● **Written tasks**:
a. Reproduce the Grand Hotel story from "He offered the" up to and including "cigarette, inhaling deeply.", substituting "matchbox" for "lighter".
b. Extend the Grand Hotel story beyond its final sentence.

● **Selected passage**:
● ● ● ● ● ● ●
Get Your Laughing Tackle Around this
I was working at The Grand Hotel in Frinton-on-sea, a quaint seaside resort town on the south coast of England. I ran the bars, the restaurant, and the function rooms. Most of the time, the weather was calm and the sea splashed effortlessly between the breakers onto the golden sands. Gentlemen escorted their lady companions along the promenade in the evening as they laughed and discussed matters of triviality. He would stretch out his arm so as to reveal his watch or, if he was of that certain class distinguished from the ordinary folk by dress and manner, would remove with a flourish the pocket watch so discreetly placed in his waistcoat.
“My darling,” he would whisper, “we have a table at The Grand.”
And, taking her arm, he would cross The Esplanade to the dark oak doors that led into The Grand Hall.
One evening, I observed a woman standing in that hall, looking up at the long elegant staircase. She carefully took a silk lace hanky from her sleeve and pressed it to her lips. Her companion, a short rotund man in a dark suit, was standing a short distance from her.
Addressing the gentleman, I inquired, “Do you have a reservation for dinner?”
“We are meeting another couple. I think we may be a tad early,” he replied, opening a silver cigarette case, taking out a cigarette, and placing it between his lips.
He offered the woman one, but she shook her head and said nothing. I took the lighter from my pocket and held the flame towards him. He bent forward and lit the cigarette, inhaling deeply.
● ● ● ● ● ● ●
● **Data block**:
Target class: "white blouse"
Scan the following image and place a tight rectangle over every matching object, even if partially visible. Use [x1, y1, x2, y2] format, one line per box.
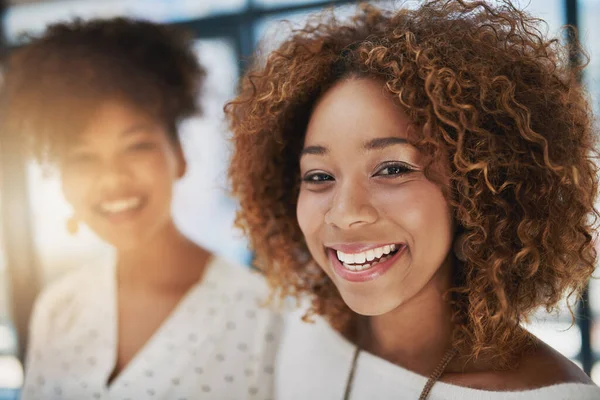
● ● ● ● ● ● ●
● **Task-by-task results**:
a.
He offered the woman one, but she shook her head and said nothing. I took the matchbox from my pocket and held the flame towards him. He bent forward and lit the cigarette, inhaling deeply.

b.
I showed them through to the bar, and sometime later that evening, I saw them together with the other couple having dinner in The Palm Room. The gentlemen were arguing about a football result while the two women sat in silence, pecking at their food and sipping champagne. Most evenings ended with at least one table wanting to continue well into the night, and this evening was no exception.
“They want another bottle of bubbly,” the waitress said.
“Let them have it. I will see if they want me to order them a car.” I walked over to their table. “May I inquire as to how your evening has been?”
“Absolutely the tops,” the rotund gentleman replied.
“Are you staying with us tonight, or would you like to have our chauffer drive you to your hotel?” I asked, picking up the bottle of champagne from the ice bucket and pouring some into their glasses.
The taller gentleman of the company said, “What do you think ladies? Shall we stay here?”
The next morning, I didn’t have to be up too early, as it was Sunday, and apart from breakfast, the hotel would be quiet. The sun was flooding into my room. As I lay there, pulling the covers over my head, I could hear a woman’s voice on the balcony below. “Don’t come near me! Leave me alone!” And then she let out a terrible scream. A door outside my room slammed, and I could hear people running. I heard someone on the balcony shout, “Call an ambulance quickly!”
The corridor on the second floor was crammed with inquisitive guests. As I pushed my way through, I suggested that people should all go down to the dining room. The short rotund man was sitting on the bed with his head in his hands. “What has happened to us?!” he wailed. On the balcony, lay the woman. There was a pool of blood beside her head. In her hand, she had a long pointed knife.
“Ambulance and police are on their way,” a voice behind me said.
Suddenly, the lifeless woman lying on the balcony jumped up and declared, “Well, that went rather well! It was all just research for my book, ‘A Hundred Ways to Kill Your Spouse’. I’m perfectly fine!”
And that, dear readers, also concludes ‘A Hundred Ways to Write the Past Rubbish Of My Life’ into a column. For this is the hundredth publication of Laughing Tackle in this here distinguished linen draper.to celebrate, the first person to write to me at laughingtackle@gmail. com and tell me why you like to read my ramblings, gets a free seat at the next Dancing River Sprite feast.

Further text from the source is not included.